_Source passage_
- Opening Delimiter -
Last year Netflix rebooted Queer Eye, the hugly successful show from the early 2000´s. Bringing in fresh faces to host this feel good show focused on highlighting inner beauty and self love. The show’s premise remained the same, following the ¨Fab Five ̈ as they introduce a new participant that needs help believing in themselves. Of the Fab Five, each one represents an important pillar of creating balance in life. Part of the Fab Five are; chef Antoni Porowski, interior designer Bobby Berk, grooming consultant Jonathan Van Ness, fashion designer Tan France and culture expert Karamo Brown. Together they travel around the world to help people from all walks of life to believe and love themselves again.
Highlighting the difficulties of palliative care
On their first international season Queer Eye goes to Japan and episode one is about Hospice care giver Yoko, aged 57. After her twin sister passed away too young, and in what Yoko saw as undignified way, she dedicated her life to helping other pass with grace. Giving everything she has to the dedication of her patients including her mind, body, soul and home. But in the process she completely lost herself. Which is a real issue we don’t ́t want to continue seeing in the palliative care segment.
When the Fab Five arrived they give potentially 158 million Netflix subscribers an eye opening portrayal of how difficult caring for those in the final phases of life can be, and how easy it is for care providers to get lost in such important work. Over the course of the week, they take Yoko out of her care role and comfort zone to remind her about the important balance of caring for yourself to help others in the best way possible.
- Closing Delimiter -
Spatial localization data:
- Opening Delimiter -
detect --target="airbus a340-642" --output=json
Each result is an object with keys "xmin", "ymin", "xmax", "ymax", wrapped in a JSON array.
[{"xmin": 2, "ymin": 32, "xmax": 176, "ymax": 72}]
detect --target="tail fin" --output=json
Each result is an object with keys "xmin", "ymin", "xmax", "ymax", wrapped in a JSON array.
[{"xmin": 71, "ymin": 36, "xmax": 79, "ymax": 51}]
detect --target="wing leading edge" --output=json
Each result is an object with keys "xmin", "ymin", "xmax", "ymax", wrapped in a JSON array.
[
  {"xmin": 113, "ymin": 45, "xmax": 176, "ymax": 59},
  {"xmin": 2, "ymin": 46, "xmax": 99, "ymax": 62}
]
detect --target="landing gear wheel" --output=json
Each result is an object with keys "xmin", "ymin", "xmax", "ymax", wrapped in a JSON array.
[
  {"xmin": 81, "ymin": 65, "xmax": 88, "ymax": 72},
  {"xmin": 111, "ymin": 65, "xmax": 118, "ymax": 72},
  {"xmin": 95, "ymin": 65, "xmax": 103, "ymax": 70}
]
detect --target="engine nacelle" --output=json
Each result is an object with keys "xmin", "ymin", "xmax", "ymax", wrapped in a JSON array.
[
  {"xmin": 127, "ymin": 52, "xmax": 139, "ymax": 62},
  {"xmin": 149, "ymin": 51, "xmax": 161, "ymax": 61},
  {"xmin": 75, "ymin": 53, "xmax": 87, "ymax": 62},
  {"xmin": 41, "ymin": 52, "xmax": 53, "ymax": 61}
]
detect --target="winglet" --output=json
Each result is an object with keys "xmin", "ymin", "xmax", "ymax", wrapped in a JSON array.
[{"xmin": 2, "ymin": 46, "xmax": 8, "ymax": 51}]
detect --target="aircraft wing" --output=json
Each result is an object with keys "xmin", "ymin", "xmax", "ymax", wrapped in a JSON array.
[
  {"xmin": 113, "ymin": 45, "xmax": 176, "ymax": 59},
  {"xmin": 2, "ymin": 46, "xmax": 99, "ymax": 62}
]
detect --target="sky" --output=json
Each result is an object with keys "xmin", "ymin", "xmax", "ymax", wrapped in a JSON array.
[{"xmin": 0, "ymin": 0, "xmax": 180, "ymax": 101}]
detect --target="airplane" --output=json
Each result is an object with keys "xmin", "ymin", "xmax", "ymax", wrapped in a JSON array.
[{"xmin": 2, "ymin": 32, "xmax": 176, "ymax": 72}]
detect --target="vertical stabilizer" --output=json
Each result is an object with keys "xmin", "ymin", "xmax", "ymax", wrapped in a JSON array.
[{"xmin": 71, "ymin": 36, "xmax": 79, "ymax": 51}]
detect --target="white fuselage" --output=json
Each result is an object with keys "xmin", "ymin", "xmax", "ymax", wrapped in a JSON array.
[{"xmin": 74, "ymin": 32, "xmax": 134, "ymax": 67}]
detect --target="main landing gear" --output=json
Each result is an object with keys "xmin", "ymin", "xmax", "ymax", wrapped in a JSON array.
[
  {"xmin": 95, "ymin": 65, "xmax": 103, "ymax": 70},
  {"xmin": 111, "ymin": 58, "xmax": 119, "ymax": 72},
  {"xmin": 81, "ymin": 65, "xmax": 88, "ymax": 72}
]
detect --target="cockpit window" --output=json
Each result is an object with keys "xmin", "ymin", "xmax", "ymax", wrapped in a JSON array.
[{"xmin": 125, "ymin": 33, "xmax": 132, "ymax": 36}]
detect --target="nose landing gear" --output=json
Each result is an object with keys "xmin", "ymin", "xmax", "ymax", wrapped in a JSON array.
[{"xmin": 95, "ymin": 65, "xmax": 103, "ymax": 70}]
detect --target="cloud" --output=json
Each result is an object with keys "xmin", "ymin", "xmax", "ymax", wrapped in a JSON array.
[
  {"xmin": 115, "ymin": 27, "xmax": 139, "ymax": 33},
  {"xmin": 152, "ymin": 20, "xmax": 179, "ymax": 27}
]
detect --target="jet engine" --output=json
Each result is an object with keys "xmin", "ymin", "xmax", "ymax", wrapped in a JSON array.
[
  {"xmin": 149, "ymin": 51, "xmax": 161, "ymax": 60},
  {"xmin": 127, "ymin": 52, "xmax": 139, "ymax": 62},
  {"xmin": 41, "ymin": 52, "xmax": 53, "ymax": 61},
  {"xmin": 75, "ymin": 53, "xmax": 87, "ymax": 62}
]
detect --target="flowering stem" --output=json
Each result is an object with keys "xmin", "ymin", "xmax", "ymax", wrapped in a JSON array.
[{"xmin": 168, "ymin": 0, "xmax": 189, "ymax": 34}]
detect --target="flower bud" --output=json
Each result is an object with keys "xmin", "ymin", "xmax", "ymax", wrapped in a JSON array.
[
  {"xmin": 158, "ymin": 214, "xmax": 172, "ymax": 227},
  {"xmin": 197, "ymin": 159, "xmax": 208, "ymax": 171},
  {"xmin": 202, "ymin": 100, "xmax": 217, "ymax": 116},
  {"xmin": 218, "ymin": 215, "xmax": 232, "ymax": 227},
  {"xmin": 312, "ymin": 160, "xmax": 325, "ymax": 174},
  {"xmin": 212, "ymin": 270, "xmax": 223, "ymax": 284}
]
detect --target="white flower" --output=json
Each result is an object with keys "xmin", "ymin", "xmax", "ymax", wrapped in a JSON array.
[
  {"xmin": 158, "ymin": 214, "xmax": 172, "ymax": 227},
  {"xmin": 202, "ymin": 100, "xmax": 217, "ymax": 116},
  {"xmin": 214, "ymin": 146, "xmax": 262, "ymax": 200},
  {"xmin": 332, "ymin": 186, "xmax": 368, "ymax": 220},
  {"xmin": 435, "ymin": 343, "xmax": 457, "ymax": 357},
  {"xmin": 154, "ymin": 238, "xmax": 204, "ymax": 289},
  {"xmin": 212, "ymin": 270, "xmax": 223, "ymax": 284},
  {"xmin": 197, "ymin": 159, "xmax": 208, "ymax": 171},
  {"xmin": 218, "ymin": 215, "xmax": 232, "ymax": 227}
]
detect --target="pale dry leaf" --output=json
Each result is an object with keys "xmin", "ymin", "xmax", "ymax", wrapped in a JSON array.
- Closing Delimiter -
_What you need to do_
According to the Queer Eye passage, how old is Yoko, the hospice caregiver featured in the first episode set in Japan?

_Answer to the exercise_
She is 57.